**SELECTED EXTRACT**
= = = = = = =
It’s pretty amazing how one big life event can make you question every detail and aspect of your life. Owen did that for me when he was born. Life is funny that way. You think you are good where you are and then something changes.
We were ready and prepared to have Owen. I loved my job as a gifted teacher, we were so comfortable in our house in Alabama and life was settled. To be honest, that’s why we felt ready for him. Because we were settled. The plan was for me to return to teaching and for us to begin to raise our son in Alabama.
What we should have known was that he was going to make us question everything. Big things and little things. Silly things like what type of baby food to start giving him first- sweet potatoes or bananas? Big things like what state do we want to raise him in? And do we want him in daycare or at home?
What’s even more amazing about life is that when you think you have finally made a decision, only to have another life event happen that derails your plans. There is a reason for the quote “life happens while you are busy making other plans”.
Today was Owen’s 6 month check up. The past few weeks have been tough. He was sick and missed daycare for a week right after the holidays when we were supposed to be back in a routine at work and at daycare, he isn’t sleeping well at all, and some events came up out of the blue that have caused us to question what’s next.
But here is what is so amazing again. While I was sitting at the doctors office waiting patiently with Owen for his appointment, this little boy with a batman hat on made Owen giggle. And it turned into a fit of giggles. I have to admit the hat was pretty hysterical. The little boy, who was probably 4, could pull a string and it would make the batman ears flap up and down. Owen couldn’t get enough of it. And our new friend thought it was even better that he was making this baby in the waiting room crack up.
= = = = = = =
**INFORMATION**
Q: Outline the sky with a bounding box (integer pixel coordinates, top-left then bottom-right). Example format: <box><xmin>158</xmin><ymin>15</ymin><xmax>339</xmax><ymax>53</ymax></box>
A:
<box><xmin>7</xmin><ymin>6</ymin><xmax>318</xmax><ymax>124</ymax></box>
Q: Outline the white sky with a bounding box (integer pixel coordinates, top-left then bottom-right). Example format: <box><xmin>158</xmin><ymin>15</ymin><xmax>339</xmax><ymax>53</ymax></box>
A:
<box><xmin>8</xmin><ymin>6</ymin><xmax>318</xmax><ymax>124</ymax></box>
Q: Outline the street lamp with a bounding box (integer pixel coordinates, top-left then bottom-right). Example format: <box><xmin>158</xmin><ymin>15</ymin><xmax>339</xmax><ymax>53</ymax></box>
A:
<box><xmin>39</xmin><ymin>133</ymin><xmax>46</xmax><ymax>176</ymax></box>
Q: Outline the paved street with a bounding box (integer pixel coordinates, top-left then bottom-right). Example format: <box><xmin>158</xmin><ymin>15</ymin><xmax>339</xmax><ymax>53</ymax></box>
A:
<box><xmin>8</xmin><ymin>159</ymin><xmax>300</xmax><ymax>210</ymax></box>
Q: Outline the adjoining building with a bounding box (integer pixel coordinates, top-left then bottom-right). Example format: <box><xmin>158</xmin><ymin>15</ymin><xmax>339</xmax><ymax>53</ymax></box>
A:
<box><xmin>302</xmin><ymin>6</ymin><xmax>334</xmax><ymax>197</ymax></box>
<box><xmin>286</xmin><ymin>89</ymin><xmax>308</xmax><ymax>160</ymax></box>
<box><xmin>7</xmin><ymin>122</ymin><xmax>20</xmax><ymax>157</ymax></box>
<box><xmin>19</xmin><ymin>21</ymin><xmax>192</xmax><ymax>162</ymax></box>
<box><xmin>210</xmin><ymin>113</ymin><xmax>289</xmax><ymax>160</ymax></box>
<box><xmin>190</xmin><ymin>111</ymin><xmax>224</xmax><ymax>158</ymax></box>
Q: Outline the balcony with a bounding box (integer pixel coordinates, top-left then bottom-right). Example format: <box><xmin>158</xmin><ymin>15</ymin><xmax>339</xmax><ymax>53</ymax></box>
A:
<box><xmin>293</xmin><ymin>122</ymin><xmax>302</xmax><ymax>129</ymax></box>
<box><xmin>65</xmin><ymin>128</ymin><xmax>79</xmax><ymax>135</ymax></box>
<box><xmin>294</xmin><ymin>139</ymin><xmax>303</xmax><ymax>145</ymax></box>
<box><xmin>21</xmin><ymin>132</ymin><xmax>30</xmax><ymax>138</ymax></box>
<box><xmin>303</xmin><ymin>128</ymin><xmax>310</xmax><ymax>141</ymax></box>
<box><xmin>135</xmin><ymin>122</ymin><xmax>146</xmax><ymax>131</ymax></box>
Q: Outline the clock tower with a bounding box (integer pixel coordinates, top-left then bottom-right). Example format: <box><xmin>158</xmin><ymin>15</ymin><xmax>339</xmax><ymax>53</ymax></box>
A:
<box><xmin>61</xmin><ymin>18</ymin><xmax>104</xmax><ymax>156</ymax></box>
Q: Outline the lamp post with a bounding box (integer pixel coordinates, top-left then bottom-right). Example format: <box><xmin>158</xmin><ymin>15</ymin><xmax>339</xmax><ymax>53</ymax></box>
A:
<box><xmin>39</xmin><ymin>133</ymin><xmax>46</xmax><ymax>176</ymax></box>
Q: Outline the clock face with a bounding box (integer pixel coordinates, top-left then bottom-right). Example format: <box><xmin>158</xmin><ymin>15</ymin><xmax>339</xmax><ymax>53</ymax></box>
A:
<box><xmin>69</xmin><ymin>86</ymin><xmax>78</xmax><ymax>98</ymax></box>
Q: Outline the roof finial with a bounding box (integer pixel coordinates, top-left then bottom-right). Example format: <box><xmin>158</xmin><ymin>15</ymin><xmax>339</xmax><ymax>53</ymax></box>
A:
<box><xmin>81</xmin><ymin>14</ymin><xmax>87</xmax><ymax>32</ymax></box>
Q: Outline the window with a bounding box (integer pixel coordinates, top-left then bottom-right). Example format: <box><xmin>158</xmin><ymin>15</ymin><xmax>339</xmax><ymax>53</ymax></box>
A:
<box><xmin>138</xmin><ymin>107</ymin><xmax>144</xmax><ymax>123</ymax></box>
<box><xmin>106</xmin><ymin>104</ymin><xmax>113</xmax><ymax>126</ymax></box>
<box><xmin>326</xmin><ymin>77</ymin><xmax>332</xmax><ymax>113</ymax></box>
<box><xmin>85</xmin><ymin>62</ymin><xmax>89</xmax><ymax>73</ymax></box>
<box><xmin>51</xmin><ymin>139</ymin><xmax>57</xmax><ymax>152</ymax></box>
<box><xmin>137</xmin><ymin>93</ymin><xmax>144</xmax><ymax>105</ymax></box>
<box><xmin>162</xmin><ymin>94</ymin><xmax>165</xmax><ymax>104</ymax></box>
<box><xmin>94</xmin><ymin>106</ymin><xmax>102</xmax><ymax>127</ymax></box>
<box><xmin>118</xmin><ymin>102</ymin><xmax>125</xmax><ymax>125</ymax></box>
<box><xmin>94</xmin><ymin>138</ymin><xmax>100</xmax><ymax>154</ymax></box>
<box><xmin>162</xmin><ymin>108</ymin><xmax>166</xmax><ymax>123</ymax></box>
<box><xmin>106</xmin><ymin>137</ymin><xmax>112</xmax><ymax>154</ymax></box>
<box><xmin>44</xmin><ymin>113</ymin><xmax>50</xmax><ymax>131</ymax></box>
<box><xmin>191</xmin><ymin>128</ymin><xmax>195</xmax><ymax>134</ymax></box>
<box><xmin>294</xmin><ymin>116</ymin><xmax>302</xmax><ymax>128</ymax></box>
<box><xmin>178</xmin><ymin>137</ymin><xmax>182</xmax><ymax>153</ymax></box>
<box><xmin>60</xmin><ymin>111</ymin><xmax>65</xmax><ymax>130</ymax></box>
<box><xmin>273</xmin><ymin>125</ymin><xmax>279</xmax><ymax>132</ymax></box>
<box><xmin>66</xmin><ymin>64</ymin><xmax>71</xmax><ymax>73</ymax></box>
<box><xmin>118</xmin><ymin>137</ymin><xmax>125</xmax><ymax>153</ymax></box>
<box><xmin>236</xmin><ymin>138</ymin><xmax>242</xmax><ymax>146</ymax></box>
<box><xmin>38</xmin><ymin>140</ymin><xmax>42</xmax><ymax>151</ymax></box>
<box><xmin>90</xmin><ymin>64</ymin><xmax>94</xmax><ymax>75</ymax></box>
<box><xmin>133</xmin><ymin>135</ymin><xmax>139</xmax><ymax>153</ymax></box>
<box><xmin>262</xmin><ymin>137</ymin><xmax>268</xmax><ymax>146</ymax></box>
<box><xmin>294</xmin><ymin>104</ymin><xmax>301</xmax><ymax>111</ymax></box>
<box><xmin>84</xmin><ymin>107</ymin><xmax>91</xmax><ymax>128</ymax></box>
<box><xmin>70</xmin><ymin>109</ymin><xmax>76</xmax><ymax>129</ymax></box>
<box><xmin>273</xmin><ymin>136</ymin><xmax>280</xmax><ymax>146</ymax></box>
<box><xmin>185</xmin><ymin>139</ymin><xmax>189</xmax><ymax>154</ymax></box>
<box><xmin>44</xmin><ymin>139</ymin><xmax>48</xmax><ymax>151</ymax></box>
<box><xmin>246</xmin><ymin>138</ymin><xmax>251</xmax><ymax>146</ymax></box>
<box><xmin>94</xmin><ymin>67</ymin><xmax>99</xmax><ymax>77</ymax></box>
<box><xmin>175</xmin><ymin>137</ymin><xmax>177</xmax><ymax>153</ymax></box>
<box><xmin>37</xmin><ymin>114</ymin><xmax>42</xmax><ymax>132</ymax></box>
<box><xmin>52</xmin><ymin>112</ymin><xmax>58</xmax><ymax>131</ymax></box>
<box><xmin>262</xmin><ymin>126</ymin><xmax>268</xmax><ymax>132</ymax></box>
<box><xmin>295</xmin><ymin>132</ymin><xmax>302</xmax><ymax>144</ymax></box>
= = = = = = =
**QUESTIONS TO ANSWER**
1. From the post about Owen, list the things that made the past few weeks tough.
2. In the post about Owen, what happened when the little boy pulled the string on his batman hat?
3. Write out the part of the post about Owen starting at "What we should" and ending at "or at home?".

**ANSWERS FOR THE EXERCISE**
1.
- Owen was sick and missed daycare for a week right after the holidays.
- He isn't sleeping well at all.
- Some events came up out of the blue that caused a question about what's next.

2. The batman ears flapped up and down.

3.
What we should have known was that he was going to make us question everything. Big things and little things. Silly things like what type of baby food to start giving him first- sweet potatoes or bananas? Big things like what state do we want to raise him in? And do we want him in daycare or at home?